AIM OF THE EXERCISE:
Render every line of the data below as a JSON list of strings, one string per line, with blank lines omitted.

(Labeled point records)
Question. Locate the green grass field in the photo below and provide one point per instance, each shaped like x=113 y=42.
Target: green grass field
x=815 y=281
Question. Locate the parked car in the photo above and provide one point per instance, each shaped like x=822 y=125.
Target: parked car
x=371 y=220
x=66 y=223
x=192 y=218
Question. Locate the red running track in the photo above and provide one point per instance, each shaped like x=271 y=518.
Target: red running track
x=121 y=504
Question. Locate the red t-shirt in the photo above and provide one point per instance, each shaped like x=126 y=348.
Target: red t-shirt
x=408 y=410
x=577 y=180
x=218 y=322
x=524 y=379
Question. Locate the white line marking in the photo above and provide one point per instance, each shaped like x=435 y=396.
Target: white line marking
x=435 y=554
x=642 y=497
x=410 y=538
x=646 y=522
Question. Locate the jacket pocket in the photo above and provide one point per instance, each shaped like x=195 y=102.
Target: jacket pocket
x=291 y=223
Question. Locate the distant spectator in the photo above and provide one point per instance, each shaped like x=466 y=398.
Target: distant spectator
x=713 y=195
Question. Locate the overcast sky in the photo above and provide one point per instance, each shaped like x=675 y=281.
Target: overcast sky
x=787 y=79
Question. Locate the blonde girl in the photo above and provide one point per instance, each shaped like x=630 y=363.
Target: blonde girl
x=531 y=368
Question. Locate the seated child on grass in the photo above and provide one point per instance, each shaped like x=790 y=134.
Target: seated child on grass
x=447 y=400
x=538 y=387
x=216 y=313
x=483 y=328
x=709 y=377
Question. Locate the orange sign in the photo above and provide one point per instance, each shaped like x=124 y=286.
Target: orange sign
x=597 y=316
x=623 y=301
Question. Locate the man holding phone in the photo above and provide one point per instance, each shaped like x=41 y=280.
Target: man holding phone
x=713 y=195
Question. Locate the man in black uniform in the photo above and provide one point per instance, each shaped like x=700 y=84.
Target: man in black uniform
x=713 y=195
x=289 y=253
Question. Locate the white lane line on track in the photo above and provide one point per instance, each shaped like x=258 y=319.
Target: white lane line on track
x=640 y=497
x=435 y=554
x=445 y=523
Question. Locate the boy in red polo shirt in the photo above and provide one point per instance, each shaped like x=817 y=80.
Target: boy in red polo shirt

RESPONSE:
[
  "Question. Locate the green grass field in the photo below and provide one point per instance, each shaped like x=113 y=42.",
  "Target: green grass field",
  "x=815 y=281",
  "Question. Locate the parked car in the photo above and provide one point per instance, each shaped like x=822 y=125.",
  "Target: parked car",
  "x=371 y=220",
  "x=66 y=223",
  "x=192 y=218",
  "Question. Locate the red running track in the photo above and provide one point per instance, each shaped like x=271 y=518.",
  "Target: red running track",
  "x=121 y=504",
  "Question. Locate the red t-shirt in the photo above and provide one point per instance, each shaped like x=126 y=348.",
  "Target: red t-shirt",
  "x=408 y=410",
  "x=577 y=180",
  "x=218 y=322",
  "x=524 y=379",
  "Question. Locate the white line marking in the photo above and provide one point per instance, each shaped like x=435 y=396.",
  "Target: white line marking",
  "x=435 y=554",
  "x=642 y=497",
  "x=410 y=538",
  "x=646 y=522",
  "Question. Locate the jacket pocket in the photo above and provide one point per instance, each shaped like x=195 y=102.",
  "Target: jacket pocket",
  "x=291 y=223",
  "Question. Locate the distant spectator in the photo above and provide one point per instance, each shaped like x=466 y=398.",
  "Target: distant spectator",
  "x=713 y=195",
  "Question. Locate the overcast sky in the photo above and provide one point per instance, each shaped like x=675 y=281.",
  "Target: overcast sky",
  "x=787 y=79",
  "Question. Locate the blonde girl in the photo above and provide one point per instance, each shaped like x=630 y=363.",
  "Target: blonde girl",
  "x=531 y=368",
  "Question. Locate the seated child on grass in the photo above and provide one point per instance, each shaped like x=790 y=134.",
  "Target: seated child on grass",
  "x=447 y=400",
  "x=538 y=387",
  "x=216 y=313",
  "x=483 y=328",
  "x=709 y=377",
  "Question. Locate the orange sign in the photo above and provide one point per instance, each shaped like x=124 y=286.",
  "Target: orange sign",
  "x=597 y=316",
  "x=623 y=301",
  "Question. Locate the man holding phone in the photo above and provide one point per instance, each shaped like x=41 y=280.",
  "Target: man holding phone",
  "x=713 y=195",
  "Question. Locate the man in black uniform in the photo above and provide one point per instance, each shaped like x=700 y=84.",
  "Target: man in black uniform",
  "x=713 y=195",
  "x=289 y=253",
  "Question. Locate the white lane line on track in the photo above and provide one point per instance, each shaped like x=258 y=319.",
  "Target: white lane line on track",
  "x=640 y=497",
  "x=435 y=554",
  "x=445 y=523",
  "Question. Locate the boy in red polo shirt in the photo above and provide one point per instance, each shaped like x=817 y=80.",
  "Target: boy in red polo shirt"
]